読解テキスト ::
::::::
コラム

せっかく乳がんになったのだから ~患者アドボケイト活動~

第7号(通巻198号) 2017年4月1日発行

患者アドボケイト活動とは、医療向上を前提とした患者を支援するための具体的な行動・政策提言です。「救われる命が救われ、取り除かれるべき苦痛が取り除かれ、病気になっても病気と向き合って生きて行ける社会を、国民が力を合わせて実現していく」ことです。ヒト生物学研究の基礎である大規模ゲノムコホートの推進が揚げられています。

今日本の研究者たちによってすごいスピードで進んでいます。2003年に約30億塩基対のヒトゲノムの高精度のドラフトを完成させた国際共同プロジェクト「ヒトゲノム計画」の成功を受けて、遺伝的変異をマーカーとした全ゲノム解析による疾病関連遺伝子の探索が急速に進んだと言われています。
::::::
実施する課題 ::
1. 患者アドボケイト活動についてのコラムによると、国際共同プロジェクト「ヒトゲノム計画」がヒトゲノムの高精度のドラフトを完成させたのは何年ですか。
2. 患者アドボケイト活動についてのコラムのうち、「第7号(通巻198号) 2017年4月1日発行」から「トの推進が揚げられています。」までを、両端の語句も含めてそのまま書き出してください。
3. 患者アドボケイト活動についてのコラムを、最後の文の後から書き進めてください。

表示データ ::
::::::
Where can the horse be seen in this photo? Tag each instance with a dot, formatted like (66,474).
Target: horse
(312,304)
::::::
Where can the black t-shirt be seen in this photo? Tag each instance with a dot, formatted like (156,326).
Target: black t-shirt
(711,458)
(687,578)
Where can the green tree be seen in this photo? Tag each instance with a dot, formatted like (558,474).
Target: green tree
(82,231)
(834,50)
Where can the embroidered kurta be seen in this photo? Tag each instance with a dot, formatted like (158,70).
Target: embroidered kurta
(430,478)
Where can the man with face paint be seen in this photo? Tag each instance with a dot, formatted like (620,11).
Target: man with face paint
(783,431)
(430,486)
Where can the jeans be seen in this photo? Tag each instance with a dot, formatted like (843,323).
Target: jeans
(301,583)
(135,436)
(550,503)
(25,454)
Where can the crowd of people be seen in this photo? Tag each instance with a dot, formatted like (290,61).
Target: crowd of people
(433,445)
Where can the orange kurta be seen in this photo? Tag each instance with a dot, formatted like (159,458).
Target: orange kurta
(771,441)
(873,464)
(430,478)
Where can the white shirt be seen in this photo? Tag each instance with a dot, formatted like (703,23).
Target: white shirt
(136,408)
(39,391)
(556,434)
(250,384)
::::::
各課題の結果 ::
1. 2003年です。

2.
第7号(通巻198号) 2017年4月1日発行

患者アドボケイト活動とは、医療向上を前提とした患者を支援するための具体的な行動・政策提言です。「救われる命が救われ、取り除かれるべき苦痛が取り除かれ、病気になっても病気と向き合って生きて行ける社会を、国民が力を合わせて実現していく」ことです。ヒト生物学研究の基礎である大規模ゲノムコホートの推進が揚げられています。

3.
今後は、大きな集団を長期にわたって観察し、収集した生体試料から得られるゲノム・オミックス情報や生活習慣・環境曝露・行動・疾患の罹患と経過等、多様な情報を統合解析する「大規模ゲノムコホート」の重要性が改めて認識されたとのことです。すでに、英国、中国に代表される50万人規模の大規模ゲノムコホート研究が開始されています。また、米国では、2015年、オバマ大統領の演説で提唱された医療政策で、平均的な患者向けにデザインされていた治療を、遺伝子・環境・ライフスタイルに関する個人間の差異を考慮した予防や治療へと転換していくことを示した「プレシジョン・メディスン・イニシアティブ」の一環として100万人規模のゲノムコホート研究が計画されています。

日本学術会議で、2012年、「ヒト生命情報統合研究の拠点構築―国民の健康の礎となる大規模コホート研究」の提言を発表、2013年には「100万人ゲノムコホート研究の実施に向けて」という2度目の提言が発表されました。日本の国家事業として「100万人ゲノムコホート研究」に、みんなで声援を送りましょう。